EXERCISE OBJECTIVE:
The lines to copy from the data below are those that hold the string "roof".

(Stored data entries)

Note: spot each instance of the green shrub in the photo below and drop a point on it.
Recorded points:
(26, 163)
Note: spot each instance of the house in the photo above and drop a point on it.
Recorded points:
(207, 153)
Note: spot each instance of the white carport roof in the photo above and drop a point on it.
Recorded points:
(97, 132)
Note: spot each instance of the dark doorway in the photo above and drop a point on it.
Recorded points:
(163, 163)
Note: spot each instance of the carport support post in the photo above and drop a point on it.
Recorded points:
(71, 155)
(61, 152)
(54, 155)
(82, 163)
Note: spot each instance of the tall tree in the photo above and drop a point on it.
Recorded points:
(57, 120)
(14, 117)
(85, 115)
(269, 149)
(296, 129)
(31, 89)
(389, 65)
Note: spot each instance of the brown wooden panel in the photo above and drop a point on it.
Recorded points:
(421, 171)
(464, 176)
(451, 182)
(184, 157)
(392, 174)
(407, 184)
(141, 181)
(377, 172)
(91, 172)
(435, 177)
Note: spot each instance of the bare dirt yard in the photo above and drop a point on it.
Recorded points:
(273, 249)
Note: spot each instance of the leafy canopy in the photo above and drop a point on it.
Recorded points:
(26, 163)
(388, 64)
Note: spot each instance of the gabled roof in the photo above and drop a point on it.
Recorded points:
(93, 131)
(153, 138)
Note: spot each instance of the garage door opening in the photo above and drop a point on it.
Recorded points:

---

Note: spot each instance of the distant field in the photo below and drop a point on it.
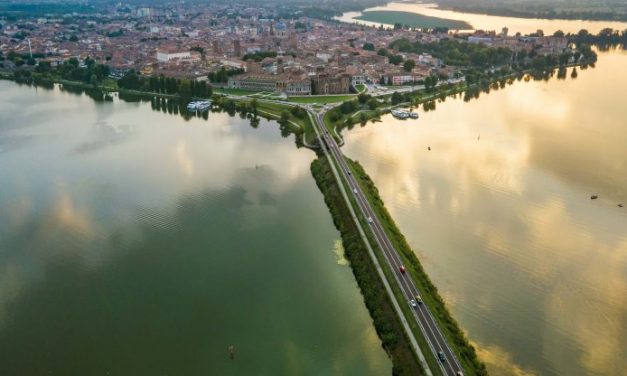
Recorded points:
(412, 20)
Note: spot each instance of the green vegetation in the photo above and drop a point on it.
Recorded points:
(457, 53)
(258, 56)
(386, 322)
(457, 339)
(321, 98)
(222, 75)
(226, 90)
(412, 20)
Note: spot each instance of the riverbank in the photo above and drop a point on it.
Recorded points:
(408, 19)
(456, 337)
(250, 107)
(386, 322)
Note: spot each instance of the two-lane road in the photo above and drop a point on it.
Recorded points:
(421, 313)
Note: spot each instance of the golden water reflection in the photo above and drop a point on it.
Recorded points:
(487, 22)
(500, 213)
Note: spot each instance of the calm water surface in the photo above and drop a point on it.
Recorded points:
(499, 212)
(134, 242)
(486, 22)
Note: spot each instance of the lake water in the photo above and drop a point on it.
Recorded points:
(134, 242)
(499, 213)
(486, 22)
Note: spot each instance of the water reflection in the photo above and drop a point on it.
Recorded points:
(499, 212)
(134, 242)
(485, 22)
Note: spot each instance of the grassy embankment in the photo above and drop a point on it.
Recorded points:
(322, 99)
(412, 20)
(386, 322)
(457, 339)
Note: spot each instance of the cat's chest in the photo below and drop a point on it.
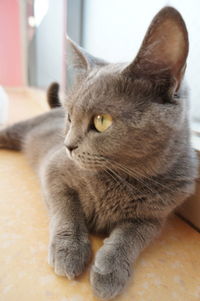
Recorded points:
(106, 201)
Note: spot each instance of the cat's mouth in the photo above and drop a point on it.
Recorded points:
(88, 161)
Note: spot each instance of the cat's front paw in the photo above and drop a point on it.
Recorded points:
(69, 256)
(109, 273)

RESULT OF THE EXERCISE:
Note: spot each instance of the white carport roof in the photo above and drop a point on it.
Note: spot each instance of the gabled roof in the photo above and drop a point on it.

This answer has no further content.